## Work order
Take down each entry exactly as written.

>>>

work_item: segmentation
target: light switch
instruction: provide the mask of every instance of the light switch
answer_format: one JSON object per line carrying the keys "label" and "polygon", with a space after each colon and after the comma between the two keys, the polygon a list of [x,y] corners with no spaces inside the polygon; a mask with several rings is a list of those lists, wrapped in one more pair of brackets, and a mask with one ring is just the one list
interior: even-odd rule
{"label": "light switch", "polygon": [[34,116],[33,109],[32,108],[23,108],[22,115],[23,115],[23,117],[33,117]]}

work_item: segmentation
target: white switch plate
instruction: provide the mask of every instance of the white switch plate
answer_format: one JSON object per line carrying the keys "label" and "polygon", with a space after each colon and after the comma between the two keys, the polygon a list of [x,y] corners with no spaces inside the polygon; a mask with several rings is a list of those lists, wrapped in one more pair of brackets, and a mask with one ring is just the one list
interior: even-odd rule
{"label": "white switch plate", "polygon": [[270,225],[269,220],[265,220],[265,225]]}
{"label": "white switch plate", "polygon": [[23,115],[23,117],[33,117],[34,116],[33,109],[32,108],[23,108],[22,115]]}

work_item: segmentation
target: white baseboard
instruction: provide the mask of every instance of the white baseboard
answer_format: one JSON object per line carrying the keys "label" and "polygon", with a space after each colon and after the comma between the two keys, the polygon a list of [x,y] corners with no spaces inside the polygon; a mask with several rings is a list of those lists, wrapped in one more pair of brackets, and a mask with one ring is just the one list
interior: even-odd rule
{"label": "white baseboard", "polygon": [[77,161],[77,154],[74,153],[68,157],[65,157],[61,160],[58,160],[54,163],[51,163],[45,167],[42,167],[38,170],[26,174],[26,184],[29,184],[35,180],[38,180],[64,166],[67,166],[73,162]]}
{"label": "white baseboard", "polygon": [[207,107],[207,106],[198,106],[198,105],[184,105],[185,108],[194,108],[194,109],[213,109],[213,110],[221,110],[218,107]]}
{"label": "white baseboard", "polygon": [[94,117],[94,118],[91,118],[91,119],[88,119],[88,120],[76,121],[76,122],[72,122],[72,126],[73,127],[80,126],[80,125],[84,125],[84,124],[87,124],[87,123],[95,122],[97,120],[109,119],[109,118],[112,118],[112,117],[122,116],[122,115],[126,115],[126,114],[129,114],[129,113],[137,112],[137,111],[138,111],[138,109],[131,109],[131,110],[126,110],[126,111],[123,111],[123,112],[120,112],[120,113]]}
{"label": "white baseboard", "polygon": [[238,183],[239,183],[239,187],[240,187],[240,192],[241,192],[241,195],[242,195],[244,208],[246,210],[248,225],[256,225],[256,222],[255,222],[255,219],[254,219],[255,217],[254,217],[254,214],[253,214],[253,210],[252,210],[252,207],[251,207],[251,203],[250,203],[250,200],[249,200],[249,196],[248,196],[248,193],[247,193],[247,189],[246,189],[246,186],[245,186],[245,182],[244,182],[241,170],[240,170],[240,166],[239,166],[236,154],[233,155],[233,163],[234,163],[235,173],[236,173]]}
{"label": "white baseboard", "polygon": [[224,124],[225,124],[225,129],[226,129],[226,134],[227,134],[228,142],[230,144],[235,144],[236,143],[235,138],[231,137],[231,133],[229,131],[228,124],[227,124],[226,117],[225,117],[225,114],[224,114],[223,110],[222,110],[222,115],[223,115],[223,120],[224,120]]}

<<<

## Written response
work_item: segmentation
target: light switch
instruction: provide the mask of every instance of the light switch
answer_format: one JSON object per line carrying the keys "label" and "polygon", with a space after each colon and after the comma between the two keys, the polygon a list of [x,y] corners with no spaces inside the polygon; a mask with several rings is a list of those lists, wrapped in one more pair of brackets, and a mask with one ring is just the one list
interior: even-odd rule
{"label": "light switch", "polygon": [[34,116],[33,109],[32,108],[23,108],[22,115],[23,115],[23,117],[33,117]]}

work_item: segmentation
target: white switch plate
instruction: provide the mask of every instance of the white switch plate
answer_format: one JSON object per line carrying the keys "label" and "polygon", with a space after each colon and after the comma between the two keys, the polygon a list of [x,y] corners with no spaces inside the polygon; a mask with several rings is a list of those lists, wrapped in one more pair of brackets, and a mask with one ring is just the one list
interior: even-odd rule
{"label": "white switch plate", "polygon": [[270,225],[269,220],[265,220],[265,225]]}
{"label": "white switch plate", "polygon": [[23,115],[23,117],[33,117],[34,116],[33,109],[32,108],[23,108],[22,115]]}

work_item: segmentation
target: white baseboard
instruction: provide the mask of every instance of the white baseboard
answer_format: one JSON object per line carrying the keys "label" and "polygon", with a space after each colon and after the comma between the two keys, the polygon a list of [x,y] corners with no spaces inside the polygon; a mask with several rings is a list of those lists, wrapped in one more pair of brackets, and a mask with one ring is just the one list
interior: even-odd rule
{"label": "white baseboard", "polygon": [[77,161],[77,154],[74,153],[68,157],[65,157],[61,160],[58,160],[54,163],[51,163],[45,167],[42,167],[38,170],[26,174],[26,184],[29,184],[35,180],[38,180],[64,166],[67,166],[73,162]]}
{"label": "white baseboard", "polygon": [[207,107],[207,106],[198,106],[198,105],[184,105],[185,108],[194,108],[194,109],[213,109],[213,110],[221,110],[218,107]]}
{"label": "white baseboard", "polygon": [[94,117],[94,118],[91,118],[91,119],[88,119],[88,120],[76,121],[76,122],[72,122],[72,126],[73,127],[80,126],[80,125],[84,125],[84,124],[87,124],[87,123],[95,122],[97,120],[109,119],[109,118],[112,118],[112,117],[122,116],[122,115],[126,115],[126,114],[129,114],[129,113],[137,112],[137,111],[138,111],[138,109],[131,109],[131,110],[126,110],[126,111],[123,111],[123,112],[120,112],[120,113]]}
{"label": "white baseboard", "polygon": [[238,183],[239,183],[239,187],[240,187],[240,192],[241,192],[241,195],[242,195],[244,208],[246,210],[248,225],[256,225],[256,222],[255,222],[255,219],[254,219],[255,217],[254,217],[254,214],[253,214],[253,210],[252,210],[252,207],[251,207],[251,203],[250,203],[250,200],[249,200],[249,196],[248,196],[248,193],[247,193],[247,189],[246,189],[246,186],[245,186],[245,182],[244,182],[241,170],[240,170],[240,166],[239,166],[236,154],[233,155],[233,163],[234,163],[235,173],[236,173]]}
{"label": "white baseboard", "polygon": [[224,124],[225,124],[225,129],[226,129],[226,134],[227,134],[228,142],[230,144],[235,144],[236,143],[235,138],[231,137],[231,133],[229,131],[228,124],[227,124],[226,117],[225,117],[225,114],[224,114],[223,110],[222,110],[222,115],[223,115],[223,120],[224,120]]}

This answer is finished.